Give the lines below as a two-column CSV with the headers "line" and "answer". Put each line of text and its full answer on one row, each in a single quoted field with line breaks changed to spaces.

= Object location labeling data =
• • • •

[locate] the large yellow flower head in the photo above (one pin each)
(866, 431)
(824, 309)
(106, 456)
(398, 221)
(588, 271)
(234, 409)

• • • •

= ANSWER FOR THE TASK =
line,answer
"[locate] the large yellow flower head in the photo above (one pin each)","(866, 431) (824, 309) (106, 456) (398, 221) (588, 271) (234, 409)"